● WORK TO BE COMPLETED: Exactly reproduce all the records, keeping pictures out of the copy.

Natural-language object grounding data

..............................

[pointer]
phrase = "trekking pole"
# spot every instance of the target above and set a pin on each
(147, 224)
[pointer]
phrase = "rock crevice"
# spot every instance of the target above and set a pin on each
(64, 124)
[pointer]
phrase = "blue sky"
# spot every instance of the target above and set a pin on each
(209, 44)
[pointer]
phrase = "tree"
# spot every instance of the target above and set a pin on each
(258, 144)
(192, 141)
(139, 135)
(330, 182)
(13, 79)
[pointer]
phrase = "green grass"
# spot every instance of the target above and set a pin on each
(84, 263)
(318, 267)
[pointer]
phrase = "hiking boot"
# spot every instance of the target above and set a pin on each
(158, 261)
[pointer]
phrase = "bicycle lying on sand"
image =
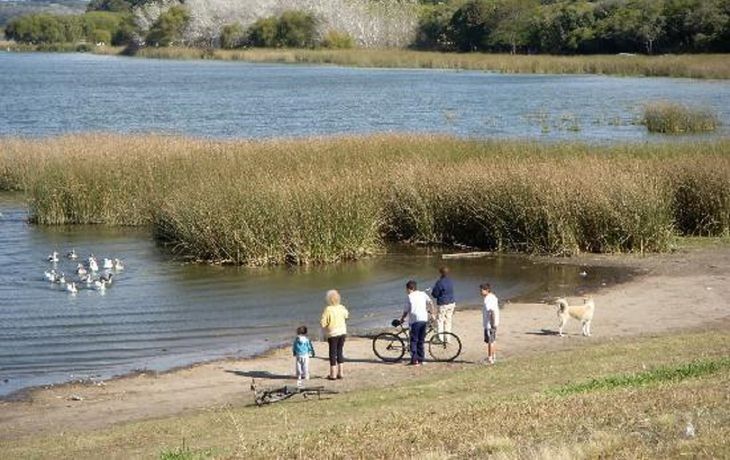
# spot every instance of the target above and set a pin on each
(390, 347)
(273, 395)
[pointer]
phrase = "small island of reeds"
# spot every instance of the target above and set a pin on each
(672, 118)
(333, 199)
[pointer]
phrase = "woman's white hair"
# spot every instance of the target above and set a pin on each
(333, 297)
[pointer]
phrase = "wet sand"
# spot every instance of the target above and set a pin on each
(688, 289)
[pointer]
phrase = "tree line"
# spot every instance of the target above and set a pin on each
(514, 26)
(576, 26)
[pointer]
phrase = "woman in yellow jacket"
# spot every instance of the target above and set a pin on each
(334, 324)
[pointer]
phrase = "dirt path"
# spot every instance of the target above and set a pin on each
(688, 289)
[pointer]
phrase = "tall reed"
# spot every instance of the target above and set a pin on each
(325, 200)
(686, 65)
(673, 118)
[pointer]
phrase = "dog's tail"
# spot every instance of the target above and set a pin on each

..............................

● SOLVED EXERCISE:
[pointer]
phrase = "trekking pole"
# spot every instance of the target above and set a pin on each
(147, 224)
[pointer]
phrase = "rock crevice"
# spot every instance of the target above and set a pin on each
(64, 124)
[pointer]
phrase = "blue sky"
# spot every instance of the target above and set a pin on each
(209, 44)
[pointer]
phrase = "tree"
# spot every instance of the target above and set a pin on each
(258, 144)
(192, 141)
(139, 135)
(330, 182)
(13, 79)
[pointer]
phrase = "green grass"
# spot every instance of the target above and set a pin on each
(84, 263)
(318, 267)
[pointer]
phrase = "hiking boot"
# spot every instance of the target above and set a pin on each
(158, 261)
[pointer]
phrase = "bicycle lying on sand"
image =
# spot every instance of the target above and set a pin on each
(390, 347)
(273, 395)
[pointer]
phrase = "small island of reeds"
# spot every instance of the target above and set a pin on each
(672, 118)
(333, 199)
[pointer]
phrase = "woman's white hair"
# spot every instance of the target above and set a pin on each
(333, 297)
[pointer]
phrase = "wet sand"
# spot every instance of the target above and set a pin on each
(688, 289)
[pointer]
phrase = "tree line"
# spot every instance of the target above and set a pin on each
(514, 26)
(576, 26)
[pointer]
phrase = "woman in yellow jacket"
# spot every instance of the target above and set a pin on each
(334, 324)
[pointer]
phrase = "dirt path"
# spot every instance of the target above and set a pin on each
(688, 289)
[pointer]
phrase = "tall reed"
# spot every instance of the target above and set a pin on each
(325, 200)
(686, 65)
(673, 118)
[pointer]
phrase = "dog's tail"
# spot every instance of the target above and set a pin on each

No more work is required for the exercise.